Record excerpts |
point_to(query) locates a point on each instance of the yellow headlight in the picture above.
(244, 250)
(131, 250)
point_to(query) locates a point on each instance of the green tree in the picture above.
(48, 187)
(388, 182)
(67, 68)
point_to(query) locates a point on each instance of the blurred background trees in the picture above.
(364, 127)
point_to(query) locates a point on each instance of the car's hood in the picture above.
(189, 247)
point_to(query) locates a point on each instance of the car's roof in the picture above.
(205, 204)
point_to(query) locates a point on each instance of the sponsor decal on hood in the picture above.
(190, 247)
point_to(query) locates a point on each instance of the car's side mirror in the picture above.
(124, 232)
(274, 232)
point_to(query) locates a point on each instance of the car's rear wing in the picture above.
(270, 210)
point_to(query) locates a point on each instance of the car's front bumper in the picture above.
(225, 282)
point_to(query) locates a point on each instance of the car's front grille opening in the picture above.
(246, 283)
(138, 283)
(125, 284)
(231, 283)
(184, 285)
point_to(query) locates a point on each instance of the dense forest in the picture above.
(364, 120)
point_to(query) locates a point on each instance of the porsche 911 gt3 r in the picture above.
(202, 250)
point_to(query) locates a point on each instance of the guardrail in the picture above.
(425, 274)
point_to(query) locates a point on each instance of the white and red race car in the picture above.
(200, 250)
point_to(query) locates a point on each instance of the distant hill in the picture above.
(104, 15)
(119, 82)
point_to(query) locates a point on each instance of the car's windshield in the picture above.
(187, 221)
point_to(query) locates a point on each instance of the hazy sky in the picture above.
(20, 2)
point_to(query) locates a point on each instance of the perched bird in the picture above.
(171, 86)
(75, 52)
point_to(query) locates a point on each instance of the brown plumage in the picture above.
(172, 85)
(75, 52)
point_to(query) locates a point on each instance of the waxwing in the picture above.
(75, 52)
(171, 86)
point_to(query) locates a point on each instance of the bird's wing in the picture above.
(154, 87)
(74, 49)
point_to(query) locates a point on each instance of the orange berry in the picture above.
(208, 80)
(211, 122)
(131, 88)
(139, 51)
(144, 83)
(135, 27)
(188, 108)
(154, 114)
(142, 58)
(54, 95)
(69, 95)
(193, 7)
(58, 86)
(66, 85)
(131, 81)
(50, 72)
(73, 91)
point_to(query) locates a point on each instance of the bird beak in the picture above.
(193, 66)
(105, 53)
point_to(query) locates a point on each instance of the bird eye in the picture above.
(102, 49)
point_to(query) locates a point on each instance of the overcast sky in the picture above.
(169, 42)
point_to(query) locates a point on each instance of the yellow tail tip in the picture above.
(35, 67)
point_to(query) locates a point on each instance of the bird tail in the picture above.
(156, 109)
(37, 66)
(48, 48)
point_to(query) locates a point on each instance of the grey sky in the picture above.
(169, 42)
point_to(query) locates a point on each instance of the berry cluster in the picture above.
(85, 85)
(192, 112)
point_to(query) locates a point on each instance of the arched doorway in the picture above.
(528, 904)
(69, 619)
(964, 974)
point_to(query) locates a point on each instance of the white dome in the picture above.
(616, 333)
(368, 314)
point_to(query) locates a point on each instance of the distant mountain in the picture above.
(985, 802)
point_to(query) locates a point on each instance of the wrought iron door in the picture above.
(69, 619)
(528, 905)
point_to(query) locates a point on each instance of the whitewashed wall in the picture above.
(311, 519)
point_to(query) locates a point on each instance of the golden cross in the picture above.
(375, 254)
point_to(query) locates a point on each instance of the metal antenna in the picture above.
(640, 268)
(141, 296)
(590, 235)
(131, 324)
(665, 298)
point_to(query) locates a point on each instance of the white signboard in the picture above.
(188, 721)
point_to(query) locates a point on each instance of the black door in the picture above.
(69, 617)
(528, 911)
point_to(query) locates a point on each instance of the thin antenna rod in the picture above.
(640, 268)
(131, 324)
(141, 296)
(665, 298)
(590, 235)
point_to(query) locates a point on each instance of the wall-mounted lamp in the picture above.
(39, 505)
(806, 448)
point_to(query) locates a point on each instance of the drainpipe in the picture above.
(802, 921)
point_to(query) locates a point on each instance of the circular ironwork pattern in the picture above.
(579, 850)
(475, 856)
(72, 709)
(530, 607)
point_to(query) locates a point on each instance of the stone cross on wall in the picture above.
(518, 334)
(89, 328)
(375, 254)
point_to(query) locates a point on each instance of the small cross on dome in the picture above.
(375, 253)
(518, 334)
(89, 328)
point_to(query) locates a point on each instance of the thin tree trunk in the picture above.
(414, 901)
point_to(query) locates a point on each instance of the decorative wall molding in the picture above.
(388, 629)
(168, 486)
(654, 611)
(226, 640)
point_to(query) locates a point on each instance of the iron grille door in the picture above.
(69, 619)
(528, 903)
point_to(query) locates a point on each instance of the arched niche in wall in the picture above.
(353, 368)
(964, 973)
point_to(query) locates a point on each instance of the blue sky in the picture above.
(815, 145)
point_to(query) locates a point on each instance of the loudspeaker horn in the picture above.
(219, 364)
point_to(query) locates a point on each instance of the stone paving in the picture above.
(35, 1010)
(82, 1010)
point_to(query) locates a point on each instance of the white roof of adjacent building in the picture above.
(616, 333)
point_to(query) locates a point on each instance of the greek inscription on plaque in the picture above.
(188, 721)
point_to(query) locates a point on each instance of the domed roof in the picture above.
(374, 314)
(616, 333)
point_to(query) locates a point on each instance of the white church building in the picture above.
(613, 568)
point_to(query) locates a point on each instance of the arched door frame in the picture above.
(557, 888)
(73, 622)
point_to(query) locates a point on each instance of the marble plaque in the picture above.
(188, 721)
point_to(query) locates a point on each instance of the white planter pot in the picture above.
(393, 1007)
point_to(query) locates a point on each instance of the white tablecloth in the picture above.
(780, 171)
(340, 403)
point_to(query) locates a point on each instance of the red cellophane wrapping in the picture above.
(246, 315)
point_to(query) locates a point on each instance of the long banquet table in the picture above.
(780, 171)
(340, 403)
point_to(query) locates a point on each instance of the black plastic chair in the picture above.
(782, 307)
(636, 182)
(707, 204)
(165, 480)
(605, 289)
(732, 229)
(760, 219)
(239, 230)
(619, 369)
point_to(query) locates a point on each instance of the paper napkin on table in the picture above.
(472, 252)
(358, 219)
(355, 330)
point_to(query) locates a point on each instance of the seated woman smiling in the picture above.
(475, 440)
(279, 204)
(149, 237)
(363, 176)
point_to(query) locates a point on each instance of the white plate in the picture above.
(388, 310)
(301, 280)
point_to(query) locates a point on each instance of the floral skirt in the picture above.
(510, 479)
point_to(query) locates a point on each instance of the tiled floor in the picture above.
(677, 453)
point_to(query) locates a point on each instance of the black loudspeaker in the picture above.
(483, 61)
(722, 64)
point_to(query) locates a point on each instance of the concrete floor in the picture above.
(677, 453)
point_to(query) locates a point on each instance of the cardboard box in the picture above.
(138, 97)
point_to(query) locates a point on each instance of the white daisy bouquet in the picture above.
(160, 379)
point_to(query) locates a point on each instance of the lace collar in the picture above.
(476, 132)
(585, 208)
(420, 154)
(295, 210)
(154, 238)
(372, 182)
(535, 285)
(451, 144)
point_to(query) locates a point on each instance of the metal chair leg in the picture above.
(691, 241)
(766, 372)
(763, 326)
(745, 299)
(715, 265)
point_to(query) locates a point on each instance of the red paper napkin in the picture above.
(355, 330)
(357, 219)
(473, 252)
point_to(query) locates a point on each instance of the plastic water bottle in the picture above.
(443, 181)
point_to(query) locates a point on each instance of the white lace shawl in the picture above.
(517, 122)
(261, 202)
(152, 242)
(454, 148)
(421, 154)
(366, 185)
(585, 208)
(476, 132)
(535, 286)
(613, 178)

Work item | Write the records above out again precisely.

Written answer |
point_to(query) locates a point on each instance of the yellow headlight in the picture above.
(244, 250)
(131, 250)
point_to(query) locates a point on each instance of the green tree in the picture above.
(48, 187)
(388, 182)
(67, 68)
point_to(query) locates a point on each instance of the blurred background trees in the picture above.
(364, 127)
point_to(query) locates a point on each instance of the car's hood in the picture above.
(189, 247)
point_to(query) locates a point on each instance of the car's roof in the picture above.
(205, 204)
point_to(query) locates a point on each instance of the sponsor decal on hood in the picture above.
(190, 247)
point_to(query) locates a point on each instance of the car's side mirror in the picture above.
(124, 232)
(274, 232)
point_to(query) locates a point on each instance of the car's rear wing in the picture above.
(270, 210)
point_to(query) locates a point on each instance of the car's front bumper in the picture above.
(225, 282)
point_to(query) locates a point on each instance of the car's front grille opening in the picture above.
(246, 283)
(138, 283)
(125, 284)
(231, 283)
(184, 285)
point_to(query) locates a point on each instance of the dense forest in the picture above.
(364, 120)
point_to(query) locates a point on each instance of the porsche 911 gt3 r in the picture above.
(202, 250)
point_to(query) locates a point on each instance of the guardrail in the picture above.
(425, 274)
point_to(query) locates a point on each instance of the white and red race car in the picture above.
(200, 250)
point_to(query) locates a point on each instance of the distant hill in the picture above.
(104, 15)
(119, 82)
point_to(query) locates a point on each instance of the car's windshield in the picture above.
(187, 221)
point_to(query) locates a point on each instance of the hazy sky in the picture above.
(20, 2)
point_to(query) locates a point on each instance of the perched bird in the picture above.
(171, 86)
(75, 52)
point_to(query) locates a point on each instance of the brown plumage in the picture above.
(172, 85)
(75, 52)
point_to(query) locates a point on each instance of the waxwing in the picture above.
(75, 52)
(171, 86)
point_to(query) locates a point on each instance of the bird's wing in the picture above.
(154, 87)
(74, 49)
point_to(query) locates a point on each instance of the orange berry in the picture above.
(208, 80)
(211, 122)
(131, 88)
(139, 51)
(144, 83)
(135, 27)
(188, 108)
(154, 114)
(142, 58)
(54, 95)
(69, 95)
(193, 7)
(58, 86)
(66, 85)
(131, 81)
(50, 72)
(73, 91)
point_to(query) locates a point on each instance of the bird beak in the picture above.
(193, 66)
(105, 53)
point_to(query) locates a point on each instance of the bird eye in the picture above.
(102, 49)
point_to(query) locates a point on each instance of the overcast sky in the picture above.
(169, 42)
point_to(query) locates a point on each instance of the yellow tail tip in the picture above.
(35, 67)
point_to(query) locates a point on each instance of the bird tail in the picture above.
(156, 109)
(37, 66)
(48, 48)
point_to(query) locates a point on each instance of the grey sky in the picture above.
(169, 42)
point_to(query) locates a point on each instance of the berry cluster in the picture above.
(85, 85)
(192, 112)
point_to(query) locates a point on each instance of the arched doorway in the picture above.
(528, 904)
(69, 619)
(964, 974)
point_to(query) locates a point on each instance of the white dome in the picture above.
(616, 333)
(368, 314)
point_to(query) locates a point on each instance of the distant mountain in the picture above.
(985, 802)
point_to(query) locates a point on each instance of the wrought iron door in the picture above.
(69, 619)
(528, 905)
point_to(query) locates a point on each instance of the whitewashed wall in the picture above.
(311, 519)
point_to(query) locates a point on each instance of the golden cross in the picture above.
(375, 254)
point_to(query) locates a point on each instance of the metal antenna in the picture above.
(640, 268)
(141, 296)
(590, 235)
(131, 324)
(665, 298)
point_to(query) locates a point on each instance of the white signboard in the picture above.
(188, 721)
point_to(query) locates a point on each instance of the black door in the picture above.
(69, 617)
(528, 911)
point_to(query) locates a point on each instance of the thin antenna rod in the picture above.
(640, 268)
(131, 324)
(141, 296)
(665, 298)
(590, 235)
point_to(query) locates a point on each instance of the wall-mounted lamp in the picture above.
(39, 505)
(806, 448)
point_to(query) locates a point on each instance of the drainpipe in the picture above.
(802, 921)
point_to(query) locates a point on each instance of the circular ironwork pattern in the picture above.
(579, 850)
(475, 856)
(72, 709)
(530, 607)
point_to(query) locates a point on each instance of the stone cross on wall in the picture above.
(518, 334)
(89, 328)
(375, 254)
point_to(query) locates a point on each instance of the small cross on dome in the picture above.
(375, 253)
(518, 334)
(89, 328)
point_to(query) locates a point on each instance of the thin tree trunk in the picture above.
(414, 901)
point_to(query) locates a point on each instance of the decorative wall molding in the picture above.
(388, 629)
(168, 486)
(654, 611)
(226, 640)
point_to(query) locates a point on each instance of the iron grille door in the picture above.
(69, 619)
(528, 903)
point_to(query) locates a point on each instance of the arched niche in wall in the picture above.
(353, 368)
(964, 973)
point_to(query) locates a point on each instance of the blue sky in the picture above.
(815, 145)
point_to(query) locates a point on each instance of the loudspeaker horn in the picture above.
(219, 364)
point_to(query) locates a point on each instance of the stone paving in the picture above.
(35, 1010)
(82, 1010)
point_to(query) locates a point on each instance of the white roof of adjacent building in the picture above.
(616, 333)
point_to(query) locates a point on each instance of the greek inscription on plaque in the picture above.
(188, 721)
point_to(query) locates a point on each instance of the domed roof in the picture above.
(374, 314)
(616, 333)
point_to(query) locates a point on each instance of the white church building in the picture above.
(613, 568)
point_to(query) locates a point on each instance of the arched door frame in the picture above.
(557, 888)
(73, 622)
point_to(query) locates a point on each instance of the marble plaque in the picture above.
(188, 721)
point_to(query) locates a point on each instance of the white planter pot in the picture above.
(393, 1007)
point_to(query) locates a point on each instance of the white tablecloth in the picture above.
(780, 171)
(340, 403)
point_to(query) locates a point on each instance of the red cellophane wrapping in the picture above.
(246, 315)
point_to(query) locates a point on each instance of the long banquet table in the picture above.
(780, 171)
(340, 403)
point_to(query) locates a point on each instance of the black plastic chair in the picture above.
(782, 307)
(636, 182)
(707, 204)
(165, 480)
(605, 289)
(732, 229)
(760, 219)
(239, 230)
(619, 369)
point_to(query) locates a point on each instance of the paper napkin on table in the picture above.
(472, 252)
(358, 219)
(355, 330)
point_to(query) locates a point on each instance of the seated woman smiling in the picture above.
(475, 440)
(279, 204)
(149, 237)
(363, 176)
point_to(query) locates a point on each instance of the white plate in the picture above.
(388, 310)
(301, 280)
point_to(query) locates a point on each instance of the floral skirt in the picture above.
(510, 479)
point_to(query) locates a point on each instance of the tiled floor in the picture above.
(677, 453)
point_to(query) locates a point on each instance of the black loudspeaker in the picture above.
(483, 61)
(722, 64)
point_to(query) locates a point on each instance of the concrete floor in the picture above.
(677, 453)
point_to(query) locates a point on each instance of the cardboard box in the picture above.
(138, 97)
point_to(query) locates a point on each instance of the white daisy bouquet in the picture above.
(160, 379)
point_to(query) locates a point on each instance of the lace collar in the picture above.
(476, 132)
(585, 208)
(420, 154)
(295, 210)
(154, 238)
(372, 182)
(535, 285)
(451, 144)
point_to(query) locates a point on each instance of the metal chair leg in the picture above.
(691, 241)
(766, 372)
(763, 326)
(745, 299)
(715, 265)
point_to(query) locates a point on each instance of the red paper napkin in the picture above.
(355, 330)
(357, 219)
(473, 252)
point_to(query) locates a point on each instance of the plastic water bottle in the picture above.
(443, 181)
point_to(query) locates a point on each instance of the white lace shawl in the picture above.
(517, 122)
(261, 202)
(152, 242)
(454, 148)
(421, 154)
(366, 185)
(585, 208)
(476, 132)
(535, 286)
(613, 178)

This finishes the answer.